- TASK DIRECTIONS
Using the entries that follow, establish how many lines contain the word "coordinates" and give only that figure.

╭─ MATERIAL SUPPLIED

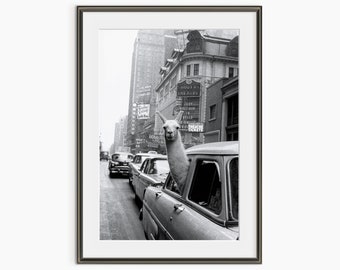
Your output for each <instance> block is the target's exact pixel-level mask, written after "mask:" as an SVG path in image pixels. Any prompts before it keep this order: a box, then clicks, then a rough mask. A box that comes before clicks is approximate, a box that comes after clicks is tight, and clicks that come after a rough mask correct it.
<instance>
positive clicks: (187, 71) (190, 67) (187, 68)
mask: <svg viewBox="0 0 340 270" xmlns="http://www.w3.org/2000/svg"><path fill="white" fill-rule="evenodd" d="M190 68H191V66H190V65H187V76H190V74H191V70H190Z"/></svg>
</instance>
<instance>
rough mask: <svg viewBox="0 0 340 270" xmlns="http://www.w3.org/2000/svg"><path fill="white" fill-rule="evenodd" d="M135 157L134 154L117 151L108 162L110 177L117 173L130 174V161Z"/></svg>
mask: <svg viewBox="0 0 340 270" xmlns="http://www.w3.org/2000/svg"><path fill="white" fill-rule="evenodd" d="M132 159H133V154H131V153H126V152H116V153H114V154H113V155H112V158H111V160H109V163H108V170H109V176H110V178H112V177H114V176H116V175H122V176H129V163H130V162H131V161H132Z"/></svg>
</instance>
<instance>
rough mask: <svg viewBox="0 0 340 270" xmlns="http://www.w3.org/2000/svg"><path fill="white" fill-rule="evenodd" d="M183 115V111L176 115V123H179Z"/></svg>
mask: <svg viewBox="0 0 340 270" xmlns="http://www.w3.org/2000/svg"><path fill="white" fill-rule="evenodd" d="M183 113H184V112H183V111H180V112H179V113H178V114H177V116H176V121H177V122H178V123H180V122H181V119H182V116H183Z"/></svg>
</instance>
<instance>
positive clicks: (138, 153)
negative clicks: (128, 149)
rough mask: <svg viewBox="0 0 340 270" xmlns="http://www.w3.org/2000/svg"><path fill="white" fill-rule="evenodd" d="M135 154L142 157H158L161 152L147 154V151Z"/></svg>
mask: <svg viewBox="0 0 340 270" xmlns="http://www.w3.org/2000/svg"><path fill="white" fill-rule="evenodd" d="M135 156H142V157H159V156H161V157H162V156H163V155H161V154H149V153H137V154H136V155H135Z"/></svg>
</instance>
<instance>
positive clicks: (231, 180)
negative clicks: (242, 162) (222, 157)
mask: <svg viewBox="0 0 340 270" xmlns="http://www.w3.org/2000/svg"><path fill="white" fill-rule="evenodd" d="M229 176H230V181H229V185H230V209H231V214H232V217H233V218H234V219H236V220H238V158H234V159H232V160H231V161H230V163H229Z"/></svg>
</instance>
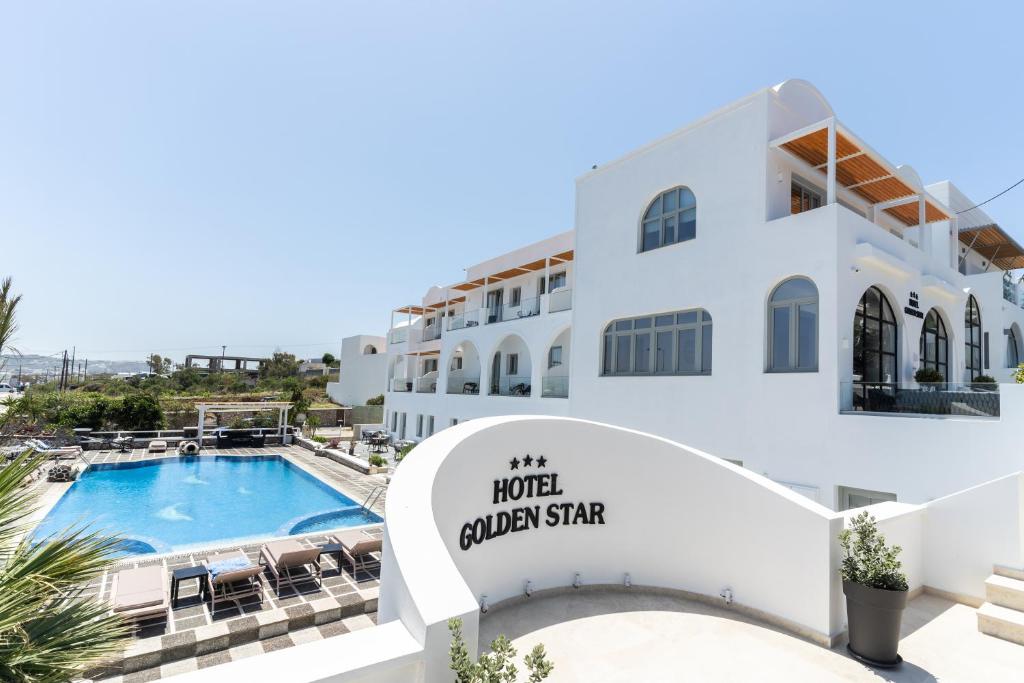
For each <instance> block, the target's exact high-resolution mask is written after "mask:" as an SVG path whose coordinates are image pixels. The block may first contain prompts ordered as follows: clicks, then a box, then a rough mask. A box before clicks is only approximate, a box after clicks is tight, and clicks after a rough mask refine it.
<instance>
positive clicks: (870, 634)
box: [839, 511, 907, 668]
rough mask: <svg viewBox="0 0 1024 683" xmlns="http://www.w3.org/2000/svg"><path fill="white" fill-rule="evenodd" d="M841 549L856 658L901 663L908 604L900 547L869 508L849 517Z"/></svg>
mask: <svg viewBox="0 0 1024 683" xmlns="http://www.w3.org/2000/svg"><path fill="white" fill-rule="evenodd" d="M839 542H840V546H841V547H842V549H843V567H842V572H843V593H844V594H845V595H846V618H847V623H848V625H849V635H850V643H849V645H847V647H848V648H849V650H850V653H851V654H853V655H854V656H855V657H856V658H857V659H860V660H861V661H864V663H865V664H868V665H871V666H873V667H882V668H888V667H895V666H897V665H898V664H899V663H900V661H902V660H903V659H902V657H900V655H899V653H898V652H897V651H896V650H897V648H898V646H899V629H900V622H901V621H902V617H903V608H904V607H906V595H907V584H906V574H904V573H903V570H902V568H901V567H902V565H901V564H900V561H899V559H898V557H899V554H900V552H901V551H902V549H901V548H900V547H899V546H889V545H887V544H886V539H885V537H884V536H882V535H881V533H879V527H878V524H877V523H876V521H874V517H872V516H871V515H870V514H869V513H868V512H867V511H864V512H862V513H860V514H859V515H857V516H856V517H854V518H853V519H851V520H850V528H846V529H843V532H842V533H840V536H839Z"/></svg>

╰─
╭─ MATERIAL SUPPLIED

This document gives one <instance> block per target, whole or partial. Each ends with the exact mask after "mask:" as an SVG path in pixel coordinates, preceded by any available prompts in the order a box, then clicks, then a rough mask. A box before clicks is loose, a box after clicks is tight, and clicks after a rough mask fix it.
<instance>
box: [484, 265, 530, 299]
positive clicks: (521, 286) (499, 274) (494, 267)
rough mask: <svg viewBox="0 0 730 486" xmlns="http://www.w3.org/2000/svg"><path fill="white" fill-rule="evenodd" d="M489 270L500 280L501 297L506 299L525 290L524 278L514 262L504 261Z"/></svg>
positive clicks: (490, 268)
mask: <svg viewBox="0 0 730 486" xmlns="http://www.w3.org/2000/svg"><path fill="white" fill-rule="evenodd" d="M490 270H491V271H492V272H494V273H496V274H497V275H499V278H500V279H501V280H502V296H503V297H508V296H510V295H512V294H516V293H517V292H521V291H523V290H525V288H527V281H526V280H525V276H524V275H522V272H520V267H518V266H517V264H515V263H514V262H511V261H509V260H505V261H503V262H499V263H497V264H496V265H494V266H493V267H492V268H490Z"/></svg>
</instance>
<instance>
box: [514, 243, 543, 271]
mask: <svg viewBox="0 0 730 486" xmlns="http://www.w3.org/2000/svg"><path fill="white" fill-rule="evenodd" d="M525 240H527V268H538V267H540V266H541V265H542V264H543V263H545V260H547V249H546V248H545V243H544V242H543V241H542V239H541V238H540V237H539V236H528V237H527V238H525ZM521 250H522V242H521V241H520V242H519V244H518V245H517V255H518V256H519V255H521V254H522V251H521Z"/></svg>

╰─

- PROBLEM SOLUTION
2